* **Text segment**
--- START ---

When my little niece was born at 25 weeks' gestation, she lived in a clear plastic incubator for the first several months out of the womb. Walled off in her own world, she grew and stabilized her health seemingly by the force of her own strong will, which still powers her as a 6-year-old. Unlike healthy full-term babies who can be snuggled, sung to and incorporated into the fold of a family's daily life, preemies in the NICU may have less direct contact with their parents and other loved ones initially. But a recent study (subscription required) published in the journal Pediatrics has found that when adults spent more time talking to premature infants in the NICU, those babies score better on development tests at ages 7 and 18 months corrected age (actual age in weeks minus weeks premature).
Reuters Health article reports:
For the new study, the researchers recruited families of 36 babies that were medically stable but born before 32 weeks of pregnancy and kept in the NICU.
The babies in the study wore vests equipped with devices that record and analyze the conversations and background noises near the baby over 16 hours. The recordings were taken at 32 and 36 weeks of gestational age.

--- END ---

* **To do**
A. Answer these questions from the NICU passage:
(i) At how many weeks' gestation was the niece born?
(ii) The families of how many babies did the researchers recruit?
(iii) For how many hours did the devices record sound near each baby?
B. Rewrite everything in the NICU passage from "Reuters Health article" down to "of gestational age.", replacing "vests" with "jackets".
The material that comes after this text is not needed for any of the work here.

* **Records**

--- START ---

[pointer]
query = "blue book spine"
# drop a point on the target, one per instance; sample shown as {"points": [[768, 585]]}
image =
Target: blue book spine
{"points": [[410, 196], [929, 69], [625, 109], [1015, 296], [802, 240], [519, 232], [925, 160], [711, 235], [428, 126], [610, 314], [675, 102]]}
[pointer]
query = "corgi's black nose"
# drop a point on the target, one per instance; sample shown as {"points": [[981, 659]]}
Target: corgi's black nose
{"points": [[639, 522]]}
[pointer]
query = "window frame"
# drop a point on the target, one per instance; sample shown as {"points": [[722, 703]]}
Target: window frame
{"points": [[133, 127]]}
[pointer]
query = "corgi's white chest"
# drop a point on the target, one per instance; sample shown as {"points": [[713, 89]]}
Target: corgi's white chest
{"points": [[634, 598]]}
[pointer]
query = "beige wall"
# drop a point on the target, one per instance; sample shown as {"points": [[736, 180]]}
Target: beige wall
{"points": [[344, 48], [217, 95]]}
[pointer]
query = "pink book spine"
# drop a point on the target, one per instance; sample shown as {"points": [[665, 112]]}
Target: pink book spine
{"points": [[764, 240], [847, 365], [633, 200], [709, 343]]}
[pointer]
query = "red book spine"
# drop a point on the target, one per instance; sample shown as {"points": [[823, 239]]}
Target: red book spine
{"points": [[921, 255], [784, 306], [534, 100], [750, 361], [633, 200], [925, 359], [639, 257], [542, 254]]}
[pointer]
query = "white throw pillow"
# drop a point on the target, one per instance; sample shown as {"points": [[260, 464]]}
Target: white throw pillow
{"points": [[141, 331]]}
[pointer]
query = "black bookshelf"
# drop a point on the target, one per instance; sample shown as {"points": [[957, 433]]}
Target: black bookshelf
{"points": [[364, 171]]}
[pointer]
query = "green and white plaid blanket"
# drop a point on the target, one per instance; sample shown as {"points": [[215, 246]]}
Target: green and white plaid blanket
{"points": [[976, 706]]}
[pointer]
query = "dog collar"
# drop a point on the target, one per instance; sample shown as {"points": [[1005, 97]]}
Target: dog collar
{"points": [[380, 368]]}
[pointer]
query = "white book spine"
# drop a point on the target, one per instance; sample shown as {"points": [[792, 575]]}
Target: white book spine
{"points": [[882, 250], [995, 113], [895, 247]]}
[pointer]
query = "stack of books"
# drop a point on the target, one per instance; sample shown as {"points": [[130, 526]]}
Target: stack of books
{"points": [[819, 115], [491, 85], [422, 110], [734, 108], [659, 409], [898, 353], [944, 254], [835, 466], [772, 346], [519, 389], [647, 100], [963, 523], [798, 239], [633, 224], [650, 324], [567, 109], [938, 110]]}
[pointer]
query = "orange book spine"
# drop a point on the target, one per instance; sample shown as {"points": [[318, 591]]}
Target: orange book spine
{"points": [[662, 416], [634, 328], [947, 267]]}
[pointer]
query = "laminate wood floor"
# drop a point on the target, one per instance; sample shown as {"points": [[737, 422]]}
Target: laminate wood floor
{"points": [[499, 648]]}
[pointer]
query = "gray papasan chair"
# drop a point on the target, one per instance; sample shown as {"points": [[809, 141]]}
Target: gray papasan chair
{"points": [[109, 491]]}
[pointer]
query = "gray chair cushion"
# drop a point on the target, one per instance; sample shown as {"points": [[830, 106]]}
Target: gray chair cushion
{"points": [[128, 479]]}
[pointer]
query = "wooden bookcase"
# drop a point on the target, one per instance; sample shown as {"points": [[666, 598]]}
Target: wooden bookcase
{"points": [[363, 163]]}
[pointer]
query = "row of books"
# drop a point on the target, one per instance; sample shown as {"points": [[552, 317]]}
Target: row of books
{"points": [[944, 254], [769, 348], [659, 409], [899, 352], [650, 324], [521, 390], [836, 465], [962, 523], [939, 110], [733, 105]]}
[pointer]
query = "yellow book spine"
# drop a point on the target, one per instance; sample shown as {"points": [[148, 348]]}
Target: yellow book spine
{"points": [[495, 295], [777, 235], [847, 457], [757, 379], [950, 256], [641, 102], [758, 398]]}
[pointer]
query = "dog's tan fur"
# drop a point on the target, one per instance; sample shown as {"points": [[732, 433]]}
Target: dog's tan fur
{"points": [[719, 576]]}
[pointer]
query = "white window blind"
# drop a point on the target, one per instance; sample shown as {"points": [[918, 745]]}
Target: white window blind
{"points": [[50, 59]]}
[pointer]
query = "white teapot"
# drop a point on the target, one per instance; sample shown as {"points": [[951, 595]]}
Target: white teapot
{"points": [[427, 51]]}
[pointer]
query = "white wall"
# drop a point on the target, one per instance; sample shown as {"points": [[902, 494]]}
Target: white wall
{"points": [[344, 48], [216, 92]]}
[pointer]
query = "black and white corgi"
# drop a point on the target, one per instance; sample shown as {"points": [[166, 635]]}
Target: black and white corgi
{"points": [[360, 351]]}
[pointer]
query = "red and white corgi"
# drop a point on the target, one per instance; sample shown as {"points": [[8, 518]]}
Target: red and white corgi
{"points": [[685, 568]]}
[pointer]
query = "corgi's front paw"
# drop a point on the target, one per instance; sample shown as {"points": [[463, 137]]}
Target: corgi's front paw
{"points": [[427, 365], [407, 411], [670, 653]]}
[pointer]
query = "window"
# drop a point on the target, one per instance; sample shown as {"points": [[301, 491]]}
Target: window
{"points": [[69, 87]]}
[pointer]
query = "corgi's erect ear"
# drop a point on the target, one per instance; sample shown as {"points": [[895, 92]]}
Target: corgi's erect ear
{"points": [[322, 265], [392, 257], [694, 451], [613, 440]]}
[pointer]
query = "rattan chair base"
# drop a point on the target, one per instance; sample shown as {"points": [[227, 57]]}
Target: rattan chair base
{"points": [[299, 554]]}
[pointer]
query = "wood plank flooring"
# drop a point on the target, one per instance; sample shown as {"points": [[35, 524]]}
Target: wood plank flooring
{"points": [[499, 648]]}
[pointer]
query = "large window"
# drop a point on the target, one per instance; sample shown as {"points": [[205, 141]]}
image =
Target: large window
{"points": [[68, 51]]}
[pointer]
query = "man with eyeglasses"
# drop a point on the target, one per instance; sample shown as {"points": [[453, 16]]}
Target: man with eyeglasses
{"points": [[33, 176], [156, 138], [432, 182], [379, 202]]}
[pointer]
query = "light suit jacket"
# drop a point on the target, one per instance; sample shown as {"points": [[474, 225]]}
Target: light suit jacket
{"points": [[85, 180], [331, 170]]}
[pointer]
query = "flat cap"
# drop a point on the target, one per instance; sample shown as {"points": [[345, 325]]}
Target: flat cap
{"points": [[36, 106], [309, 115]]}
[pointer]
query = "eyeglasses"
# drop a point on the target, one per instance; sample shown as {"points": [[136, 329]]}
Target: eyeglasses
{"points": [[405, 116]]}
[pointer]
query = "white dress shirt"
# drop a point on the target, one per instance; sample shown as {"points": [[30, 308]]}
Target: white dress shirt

--- END ---

* **List of answers**
A.
(i) 25 weeks
(ii) 36
(iii) 16 hours

B.
Reuters Health article reports:
For the new study, the researchers recruited families of 36 babies that were medically stable but born before 32 weeks of pregnancy and kept in the NICU.
The babies in the study wore jackets equipped with devices that record and analyze the conversations and background noises near the baby over 16 hours. The recordings were taken at 32 and 36 weeks of gestational age.